Rewrite the lines from the very first one through the line containing "[0,655,45,688]", both ends included and requests kept, raising every bounding box coordinate in the answers by 133.

*Supplied data*:

(begin)

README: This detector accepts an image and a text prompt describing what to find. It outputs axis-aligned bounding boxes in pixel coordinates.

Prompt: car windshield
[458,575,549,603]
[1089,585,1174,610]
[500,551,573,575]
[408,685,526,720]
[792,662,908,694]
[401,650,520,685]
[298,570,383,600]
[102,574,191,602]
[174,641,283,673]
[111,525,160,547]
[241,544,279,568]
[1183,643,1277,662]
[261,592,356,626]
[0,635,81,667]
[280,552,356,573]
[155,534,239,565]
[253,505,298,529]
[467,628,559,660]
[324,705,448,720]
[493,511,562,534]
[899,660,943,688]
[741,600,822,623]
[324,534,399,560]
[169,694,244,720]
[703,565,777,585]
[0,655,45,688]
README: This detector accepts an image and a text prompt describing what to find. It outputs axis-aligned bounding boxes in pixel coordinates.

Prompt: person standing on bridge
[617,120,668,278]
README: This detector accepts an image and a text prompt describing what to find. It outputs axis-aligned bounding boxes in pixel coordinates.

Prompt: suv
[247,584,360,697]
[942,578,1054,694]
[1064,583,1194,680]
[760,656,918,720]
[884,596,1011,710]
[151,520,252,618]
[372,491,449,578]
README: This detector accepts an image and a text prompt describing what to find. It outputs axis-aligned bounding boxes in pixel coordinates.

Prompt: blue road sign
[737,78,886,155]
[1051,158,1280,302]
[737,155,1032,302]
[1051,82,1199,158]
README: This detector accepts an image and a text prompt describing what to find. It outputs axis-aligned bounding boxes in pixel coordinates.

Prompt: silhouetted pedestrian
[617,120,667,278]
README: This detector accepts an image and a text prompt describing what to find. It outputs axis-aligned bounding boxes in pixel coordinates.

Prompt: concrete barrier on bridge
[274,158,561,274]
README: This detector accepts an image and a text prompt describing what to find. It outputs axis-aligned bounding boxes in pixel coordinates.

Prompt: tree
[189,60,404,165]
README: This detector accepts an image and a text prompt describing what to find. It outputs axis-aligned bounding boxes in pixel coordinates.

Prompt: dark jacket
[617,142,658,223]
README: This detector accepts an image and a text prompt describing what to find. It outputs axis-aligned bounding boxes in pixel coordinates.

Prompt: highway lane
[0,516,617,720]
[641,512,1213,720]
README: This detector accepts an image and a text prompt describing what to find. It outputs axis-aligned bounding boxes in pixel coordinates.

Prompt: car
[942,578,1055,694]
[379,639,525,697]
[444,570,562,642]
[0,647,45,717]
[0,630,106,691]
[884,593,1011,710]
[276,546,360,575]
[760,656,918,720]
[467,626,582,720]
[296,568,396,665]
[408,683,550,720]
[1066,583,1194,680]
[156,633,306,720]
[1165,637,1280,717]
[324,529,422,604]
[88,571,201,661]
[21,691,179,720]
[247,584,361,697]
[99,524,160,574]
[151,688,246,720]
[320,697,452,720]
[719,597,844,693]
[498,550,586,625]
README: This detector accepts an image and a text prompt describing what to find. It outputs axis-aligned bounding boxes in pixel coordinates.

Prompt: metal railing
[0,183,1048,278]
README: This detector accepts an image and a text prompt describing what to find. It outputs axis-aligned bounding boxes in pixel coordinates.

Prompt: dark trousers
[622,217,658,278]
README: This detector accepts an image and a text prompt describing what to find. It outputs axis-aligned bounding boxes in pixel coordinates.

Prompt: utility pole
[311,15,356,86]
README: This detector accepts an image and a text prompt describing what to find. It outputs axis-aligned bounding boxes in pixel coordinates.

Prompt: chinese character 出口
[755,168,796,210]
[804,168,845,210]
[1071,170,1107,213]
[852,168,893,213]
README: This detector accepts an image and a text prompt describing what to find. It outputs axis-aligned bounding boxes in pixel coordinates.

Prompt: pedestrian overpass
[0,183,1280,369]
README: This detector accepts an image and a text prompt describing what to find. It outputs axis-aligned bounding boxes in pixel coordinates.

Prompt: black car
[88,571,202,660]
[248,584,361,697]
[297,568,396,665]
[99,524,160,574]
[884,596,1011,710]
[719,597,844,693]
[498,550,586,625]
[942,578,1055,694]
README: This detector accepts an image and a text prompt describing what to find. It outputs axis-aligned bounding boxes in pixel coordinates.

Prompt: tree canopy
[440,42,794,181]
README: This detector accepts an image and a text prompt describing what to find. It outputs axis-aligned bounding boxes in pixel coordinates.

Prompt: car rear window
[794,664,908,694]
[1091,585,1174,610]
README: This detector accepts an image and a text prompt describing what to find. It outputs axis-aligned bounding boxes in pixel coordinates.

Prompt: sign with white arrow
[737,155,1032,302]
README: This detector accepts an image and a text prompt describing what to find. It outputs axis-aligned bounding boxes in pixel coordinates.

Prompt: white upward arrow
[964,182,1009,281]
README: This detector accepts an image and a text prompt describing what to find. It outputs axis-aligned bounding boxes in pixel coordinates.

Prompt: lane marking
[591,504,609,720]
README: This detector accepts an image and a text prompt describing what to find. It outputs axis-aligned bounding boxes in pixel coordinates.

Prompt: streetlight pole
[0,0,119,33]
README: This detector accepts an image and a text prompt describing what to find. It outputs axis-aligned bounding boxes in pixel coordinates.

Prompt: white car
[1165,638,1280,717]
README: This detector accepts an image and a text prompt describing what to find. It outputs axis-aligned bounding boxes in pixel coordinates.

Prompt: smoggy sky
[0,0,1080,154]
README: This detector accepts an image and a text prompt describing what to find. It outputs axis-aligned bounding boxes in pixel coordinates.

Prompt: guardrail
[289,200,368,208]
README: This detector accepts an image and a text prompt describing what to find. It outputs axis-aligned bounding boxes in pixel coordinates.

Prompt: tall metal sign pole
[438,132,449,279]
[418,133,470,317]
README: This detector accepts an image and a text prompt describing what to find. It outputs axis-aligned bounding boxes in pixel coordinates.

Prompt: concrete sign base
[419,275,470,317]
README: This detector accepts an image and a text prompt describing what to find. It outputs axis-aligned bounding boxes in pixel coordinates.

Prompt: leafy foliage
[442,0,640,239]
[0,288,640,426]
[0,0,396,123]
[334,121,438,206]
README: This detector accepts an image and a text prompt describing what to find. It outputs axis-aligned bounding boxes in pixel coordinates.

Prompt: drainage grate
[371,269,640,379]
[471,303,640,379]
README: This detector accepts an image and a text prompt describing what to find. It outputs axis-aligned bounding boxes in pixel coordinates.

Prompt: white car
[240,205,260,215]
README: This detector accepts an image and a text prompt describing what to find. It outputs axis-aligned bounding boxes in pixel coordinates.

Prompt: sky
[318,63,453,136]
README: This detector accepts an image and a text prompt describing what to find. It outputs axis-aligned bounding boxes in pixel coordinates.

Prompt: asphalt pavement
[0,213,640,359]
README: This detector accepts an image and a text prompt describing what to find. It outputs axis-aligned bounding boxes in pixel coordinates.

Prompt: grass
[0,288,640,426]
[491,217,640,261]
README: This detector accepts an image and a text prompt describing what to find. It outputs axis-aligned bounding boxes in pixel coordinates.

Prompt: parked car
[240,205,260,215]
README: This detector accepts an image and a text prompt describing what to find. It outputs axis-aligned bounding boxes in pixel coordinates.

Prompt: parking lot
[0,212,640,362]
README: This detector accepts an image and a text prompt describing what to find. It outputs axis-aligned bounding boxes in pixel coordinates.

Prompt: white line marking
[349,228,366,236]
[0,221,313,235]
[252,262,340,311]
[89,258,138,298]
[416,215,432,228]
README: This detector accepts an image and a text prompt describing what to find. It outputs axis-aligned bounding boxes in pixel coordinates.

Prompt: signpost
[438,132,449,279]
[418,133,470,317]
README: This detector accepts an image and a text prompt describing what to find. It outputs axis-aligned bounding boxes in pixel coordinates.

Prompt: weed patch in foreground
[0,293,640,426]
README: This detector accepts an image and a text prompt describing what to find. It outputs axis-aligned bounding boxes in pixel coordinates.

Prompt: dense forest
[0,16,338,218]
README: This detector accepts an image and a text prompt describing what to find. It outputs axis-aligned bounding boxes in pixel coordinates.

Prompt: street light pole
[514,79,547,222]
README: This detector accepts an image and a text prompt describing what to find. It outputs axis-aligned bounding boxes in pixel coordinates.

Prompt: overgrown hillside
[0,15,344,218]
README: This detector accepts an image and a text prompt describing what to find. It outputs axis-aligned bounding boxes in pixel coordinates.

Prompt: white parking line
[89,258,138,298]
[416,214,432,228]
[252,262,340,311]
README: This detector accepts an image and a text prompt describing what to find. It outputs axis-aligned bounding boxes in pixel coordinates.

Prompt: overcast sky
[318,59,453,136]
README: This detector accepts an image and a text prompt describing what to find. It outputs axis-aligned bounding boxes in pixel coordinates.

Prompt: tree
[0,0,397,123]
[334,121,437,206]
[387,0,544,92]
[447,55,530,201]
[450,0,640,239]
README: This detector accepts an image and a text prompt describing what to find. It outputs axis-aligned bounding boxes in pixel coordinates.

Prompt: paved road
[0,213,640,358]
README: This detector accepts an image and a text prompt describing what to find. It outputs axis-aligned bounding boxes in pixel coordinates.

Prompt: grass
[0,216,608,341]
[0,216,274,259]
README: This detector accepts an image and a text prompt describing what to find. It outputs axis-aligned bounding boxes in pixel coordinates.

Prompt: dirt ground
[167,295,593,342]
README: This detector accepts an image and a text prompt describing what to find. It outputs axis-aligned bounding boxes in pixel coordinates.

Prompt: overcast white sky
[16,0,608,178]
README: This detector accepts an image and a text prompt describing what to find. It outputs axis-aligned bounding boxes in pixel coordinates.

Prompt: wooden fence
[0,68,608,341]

(end)

*Response*:
README: This detector accepts an image and a text prompt describing what to find. It outputs axis-aligned bounding boxes in pixel coordinates.

Prompt: car windshield
[591,708,682,736]
[1222,718,1307,743]
[633,684,706,708]
[541,818,659,853]
[925,795,1041,827]
[534,783,653,818]
[431,703,516,733]
[235,707,324,735]
[307,774,416,806]
[244,658,293,680]
[374,677,412,701]
[1316,776,1410,795]
[394,725,489,759]
[133,768,214,800]
[413,685,489,706]
[288,667,372,698]
[386,638,431,662]
[600,761,692,793]
[457,838,581,853]
[626,644,695,667]
[1032,793,1076,821]
[874,733,955,756]
[457,667,532,693]
[302,827,377,853]
[836,698,910,718]
[133,788,178,821]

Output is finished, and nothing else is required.